### Assignment:
Go through the data below line by line. Give only the number of lines that contain "blue".
━━━━━ Data excerpts ━━━━━
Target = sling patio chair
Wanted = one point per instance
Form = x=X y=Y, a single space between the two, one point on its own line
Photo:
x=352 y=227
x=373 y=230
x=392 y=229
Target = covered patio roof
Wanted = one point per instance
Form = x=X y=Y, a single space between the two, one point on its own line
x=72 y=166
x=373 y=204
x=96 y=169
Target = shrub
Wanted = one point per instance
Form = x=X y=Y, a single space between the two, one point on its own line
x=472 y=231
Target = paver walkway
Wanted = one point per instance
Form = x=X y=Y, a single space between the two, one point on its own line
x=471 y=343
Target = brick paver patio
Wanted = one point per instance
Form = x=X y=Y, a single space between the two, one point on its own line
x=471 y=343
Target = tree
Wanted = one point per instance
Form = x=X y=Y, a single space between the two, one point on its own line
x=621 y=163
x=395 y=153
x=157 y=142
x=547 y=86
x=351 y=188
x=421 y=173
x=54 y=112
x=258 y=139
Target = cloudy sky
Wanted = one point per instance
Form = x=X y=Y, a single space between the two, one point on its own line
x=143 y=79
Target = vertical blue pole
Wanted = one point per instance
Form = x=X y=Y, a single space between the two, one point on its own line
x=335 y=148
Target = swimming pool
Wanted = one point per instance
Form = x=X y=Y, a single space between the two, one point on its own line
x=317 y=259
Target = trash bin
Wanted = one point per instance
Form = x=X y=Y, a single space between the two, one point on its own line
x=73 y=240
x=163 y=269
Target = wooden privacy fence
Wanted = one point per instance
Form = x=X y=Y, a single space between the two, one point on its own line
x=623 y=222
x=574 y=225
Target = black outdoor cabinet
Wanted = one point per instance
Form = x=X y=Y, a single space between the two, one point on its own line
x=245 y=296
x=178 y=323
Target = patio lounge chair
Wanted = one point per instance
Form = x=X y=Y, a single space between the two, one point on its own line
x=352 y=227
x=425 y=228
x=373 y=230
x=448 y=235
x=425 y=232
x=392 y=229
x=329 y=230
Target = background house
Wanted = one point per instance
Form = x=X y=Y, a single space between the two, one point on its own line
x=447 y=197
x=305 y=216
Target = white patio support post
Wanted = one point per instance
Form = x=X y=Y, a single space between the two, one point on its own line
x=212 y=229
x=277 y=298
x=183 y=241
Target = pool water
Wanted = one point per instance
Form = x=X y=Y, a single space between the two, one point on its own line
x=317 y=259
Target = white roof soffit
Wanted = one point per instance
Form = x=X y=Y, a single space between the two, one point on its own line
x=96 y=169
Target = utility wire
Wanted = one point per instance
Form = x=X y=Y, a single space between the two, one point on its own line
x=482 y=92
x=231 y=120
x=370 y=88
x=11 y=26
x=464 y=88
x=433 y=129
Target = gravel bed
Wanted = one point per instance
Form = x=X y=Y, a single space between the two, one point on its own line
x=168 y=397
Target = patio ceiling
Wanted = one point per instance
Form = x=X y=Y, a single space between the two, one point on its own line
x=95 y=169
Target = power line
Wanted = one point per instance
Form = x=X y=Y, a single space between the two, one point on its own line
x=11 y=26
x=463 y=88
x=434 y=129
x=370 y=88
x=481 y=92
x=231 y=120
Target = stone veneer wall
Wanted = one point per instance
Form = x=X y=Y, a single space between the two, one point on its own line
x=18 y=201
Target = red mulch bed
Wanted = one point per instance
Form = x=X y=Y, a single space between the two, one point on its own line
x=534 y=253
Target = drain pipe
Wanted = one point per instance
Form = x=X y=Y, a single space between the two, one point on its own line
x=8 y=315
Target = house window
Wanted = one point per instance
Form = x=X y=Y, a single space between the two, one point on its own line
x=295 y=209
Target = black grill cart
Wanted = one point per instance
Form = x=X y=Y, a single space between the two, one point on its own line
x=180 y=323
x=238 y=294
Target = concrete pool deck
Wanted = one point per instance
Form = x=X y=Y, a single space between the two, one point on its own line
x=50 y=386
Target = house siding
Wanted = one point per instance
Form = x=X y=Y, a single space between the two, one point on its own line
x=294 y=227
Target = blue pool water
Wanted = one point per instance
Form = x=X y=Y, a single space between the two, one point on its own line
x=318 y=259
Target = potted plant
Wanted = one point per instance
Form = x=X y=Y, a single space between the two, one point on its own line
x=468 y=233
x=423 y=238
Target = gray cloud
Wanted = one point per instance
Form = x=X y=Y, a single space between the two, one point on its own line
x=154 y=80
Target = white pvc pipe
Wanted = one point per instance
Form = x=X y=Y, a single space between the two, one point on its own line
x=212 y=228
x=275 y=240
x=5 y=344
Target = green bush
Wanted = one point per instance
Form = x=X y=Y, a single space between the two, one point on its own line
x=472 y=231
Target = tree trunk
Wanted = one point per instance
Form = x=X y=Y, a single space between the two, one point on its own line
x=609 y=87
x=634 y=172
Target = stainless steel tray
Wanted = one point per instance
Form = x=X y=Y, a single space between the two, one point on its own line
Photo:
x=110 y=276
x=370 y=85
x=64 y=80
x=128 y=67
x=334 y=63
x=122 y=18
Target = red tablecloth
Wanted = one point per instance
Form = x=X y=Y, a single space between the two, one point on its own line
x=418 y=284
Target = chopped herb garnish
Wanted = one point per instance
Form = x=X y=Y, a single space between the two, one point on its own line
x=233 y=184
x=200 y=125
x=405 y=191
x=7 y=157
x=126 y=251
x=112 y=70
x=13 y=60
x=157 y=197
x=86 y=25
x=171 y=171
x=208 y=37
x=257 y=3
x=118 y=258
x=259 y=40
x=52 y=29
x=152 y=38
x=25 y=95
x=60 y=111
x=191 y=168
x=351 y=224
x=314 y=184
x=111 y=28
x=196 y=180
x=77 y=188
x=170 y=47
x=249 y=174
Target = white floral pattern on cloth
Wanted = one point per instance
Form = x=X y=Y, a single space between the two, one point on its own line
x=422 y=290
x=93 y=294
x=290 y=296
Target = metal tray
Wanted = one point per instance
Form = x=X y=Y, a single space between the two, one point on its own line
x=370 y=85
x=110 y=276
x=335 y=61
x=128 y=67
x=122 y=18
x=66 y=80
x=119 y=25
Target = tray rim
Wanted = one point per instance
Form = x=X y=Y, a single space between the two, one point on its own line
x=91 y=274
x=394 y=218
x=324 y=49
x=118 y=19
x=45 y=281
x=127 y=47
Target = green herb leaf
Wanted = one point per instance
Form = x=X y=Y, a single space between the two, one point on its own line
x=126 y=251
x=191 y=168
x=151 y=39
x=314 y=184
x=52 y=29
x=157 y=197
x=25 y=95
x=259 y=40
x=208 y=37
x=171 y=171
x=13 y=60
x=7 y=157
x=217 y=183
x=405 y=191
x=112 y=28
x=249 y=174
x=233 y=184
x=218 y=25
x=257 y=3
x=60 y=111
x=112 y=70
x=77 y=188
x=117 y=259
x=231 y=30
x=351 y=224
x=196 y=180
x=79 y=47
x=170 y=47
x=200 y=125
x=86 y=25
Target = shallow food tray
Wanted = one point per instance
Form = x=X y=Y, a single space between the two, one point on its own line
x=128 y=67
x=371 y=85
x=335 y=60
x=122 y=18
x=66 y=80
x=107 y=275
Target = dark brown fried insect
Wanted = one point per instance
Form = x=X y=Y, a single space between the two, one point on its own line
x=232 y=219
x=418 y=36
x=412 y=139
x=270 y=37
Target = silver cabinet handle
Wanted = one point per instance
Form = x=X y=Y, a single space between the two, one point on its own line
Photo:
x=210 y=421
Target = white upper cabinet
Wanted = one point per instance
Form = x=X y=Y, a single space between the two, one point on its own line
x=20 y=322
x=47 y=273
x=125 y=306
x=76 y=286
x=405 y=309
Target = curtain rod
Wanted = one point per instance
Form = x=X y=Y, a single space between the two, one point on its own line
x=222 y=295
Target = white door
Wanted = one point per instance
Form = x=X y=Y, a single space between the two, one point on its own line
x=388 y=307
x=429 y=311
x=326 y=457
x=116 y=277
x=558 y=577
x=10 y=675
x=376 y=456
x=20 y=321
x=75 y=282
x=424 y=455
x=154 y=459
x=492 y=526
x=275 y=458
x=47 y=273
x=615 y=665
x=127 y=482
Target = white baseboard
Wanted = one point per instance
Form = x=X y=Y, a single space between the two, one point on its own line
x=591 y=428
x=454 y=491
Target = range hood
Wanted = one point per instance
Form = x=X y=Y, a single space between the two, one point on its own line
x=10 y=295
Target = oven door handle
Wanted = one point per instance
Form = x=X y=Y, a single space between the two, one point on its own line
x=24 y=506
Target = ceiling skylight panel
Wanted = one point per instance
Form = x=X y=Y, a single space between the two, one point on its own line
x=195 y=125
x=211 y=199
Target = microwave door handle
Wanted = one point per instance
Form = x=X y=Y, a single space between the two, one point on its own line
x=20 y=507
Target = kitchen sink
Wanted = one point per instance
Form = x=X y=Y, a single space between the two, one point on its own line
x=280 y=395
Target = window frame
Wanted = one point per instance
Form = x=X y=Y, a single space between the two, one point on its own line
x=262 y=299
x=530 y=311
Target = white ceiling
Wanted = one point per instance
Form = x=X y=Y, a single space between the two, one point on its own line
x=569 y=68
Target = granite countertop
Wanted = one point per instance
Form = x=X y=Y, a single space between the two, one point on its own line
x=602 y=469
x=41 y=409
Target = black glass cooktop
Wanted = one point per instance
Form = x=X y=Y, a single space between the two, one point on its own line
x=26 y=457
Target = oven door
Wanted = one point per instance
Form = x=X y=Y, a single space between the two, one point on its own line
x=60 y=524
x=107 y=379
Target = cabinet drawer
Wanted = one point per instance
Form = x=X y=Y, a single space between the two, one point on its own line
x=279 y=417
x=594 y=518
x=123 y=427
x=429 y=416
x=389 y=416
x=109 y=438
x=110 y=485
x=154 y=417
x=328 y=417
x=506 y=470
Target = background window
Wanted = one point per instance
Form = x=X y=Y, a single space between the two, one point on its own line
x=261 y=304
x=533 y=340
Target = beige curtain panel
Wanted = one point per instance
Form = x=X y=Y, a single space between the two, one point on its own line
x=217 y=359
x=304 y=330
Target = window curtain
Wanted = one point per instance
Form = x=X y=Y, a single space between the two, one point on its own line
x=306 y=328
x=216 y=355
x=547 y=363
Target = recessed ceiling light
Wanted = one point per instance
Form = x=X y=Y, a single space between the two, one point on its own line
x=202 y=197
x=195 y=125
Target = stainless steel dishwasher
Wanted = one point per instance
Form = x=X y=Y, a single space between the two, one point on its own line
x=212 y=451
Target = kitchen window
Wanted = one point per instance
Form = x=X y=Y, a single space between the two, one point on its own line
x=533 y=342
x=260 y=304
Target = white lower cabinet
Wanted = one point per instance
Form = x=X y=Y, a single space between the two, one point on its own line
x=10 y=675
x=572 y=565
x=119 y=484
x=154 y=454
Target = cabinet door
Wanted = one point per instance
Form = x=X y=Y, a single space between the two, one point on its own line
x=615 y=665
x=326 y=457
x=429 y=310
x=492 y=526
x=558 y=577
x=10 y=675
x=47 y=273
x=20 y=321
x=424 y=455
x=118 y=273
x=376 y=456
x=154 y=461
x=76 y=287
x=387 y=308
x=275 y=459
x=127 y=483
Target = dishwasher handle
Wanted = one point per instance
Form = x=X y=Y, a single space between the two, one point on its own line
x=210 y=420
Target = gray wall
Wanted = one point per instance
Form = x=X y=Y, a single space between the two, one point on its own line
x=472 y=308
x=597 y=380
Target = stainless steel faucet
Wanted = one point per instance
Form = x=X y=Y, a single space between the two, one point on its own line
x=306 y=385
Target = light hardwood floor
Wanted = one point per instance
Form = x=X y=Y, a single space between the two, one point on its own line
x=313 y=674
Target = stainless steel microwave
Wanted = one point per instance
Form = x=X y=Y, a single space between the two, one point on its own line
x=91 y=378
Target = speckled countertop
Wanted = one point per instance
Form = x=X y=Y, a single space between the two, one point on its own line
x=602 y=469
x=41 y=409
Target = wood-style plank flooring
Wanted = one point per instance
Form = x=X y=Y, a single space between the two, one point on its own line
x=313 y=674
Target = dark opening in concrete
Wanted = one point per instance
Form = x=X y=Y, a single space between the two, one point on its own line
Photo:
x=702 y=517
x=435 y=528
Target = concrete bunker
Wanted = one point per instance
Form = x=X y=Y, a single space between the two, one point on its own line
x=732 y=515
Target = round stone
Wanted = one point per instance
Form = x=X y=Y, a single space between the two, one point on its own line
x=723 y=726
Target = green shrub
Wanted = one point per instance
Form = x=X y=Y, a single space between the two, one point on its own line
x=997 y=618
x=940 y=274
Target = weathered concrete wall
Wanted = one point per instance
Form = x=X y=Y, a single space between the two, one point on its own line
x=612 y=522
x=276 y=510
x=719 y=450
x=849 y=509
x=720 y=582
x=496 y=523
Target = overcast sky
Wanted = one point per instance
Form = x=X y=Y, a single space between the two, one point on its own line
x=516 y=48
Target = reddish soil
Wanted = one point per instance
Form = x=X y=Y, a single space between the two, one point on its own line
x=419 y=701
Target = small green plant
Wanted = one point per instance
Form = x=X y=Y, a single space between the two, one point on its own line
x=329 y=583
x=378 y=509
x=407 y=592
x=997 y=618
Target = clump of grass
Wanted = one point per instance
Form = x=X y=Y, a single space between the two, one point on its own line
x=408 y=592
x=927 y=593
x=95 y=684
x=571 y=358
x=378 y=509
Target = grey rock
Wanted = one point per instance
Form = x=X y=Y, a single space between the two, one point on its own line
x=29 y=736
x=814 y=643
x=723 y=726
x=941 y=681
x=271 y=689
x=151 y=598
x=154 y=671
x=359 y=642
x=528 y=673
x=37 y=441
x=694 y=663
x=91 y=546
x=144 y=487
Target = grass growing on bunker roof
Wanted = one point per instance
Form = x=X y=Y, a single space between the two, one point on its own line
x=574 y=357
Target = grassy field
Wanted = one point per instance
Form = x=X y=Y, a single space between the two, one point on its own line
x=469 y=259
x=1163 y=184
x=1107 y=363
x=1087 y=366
━━━━━
### Task result:
2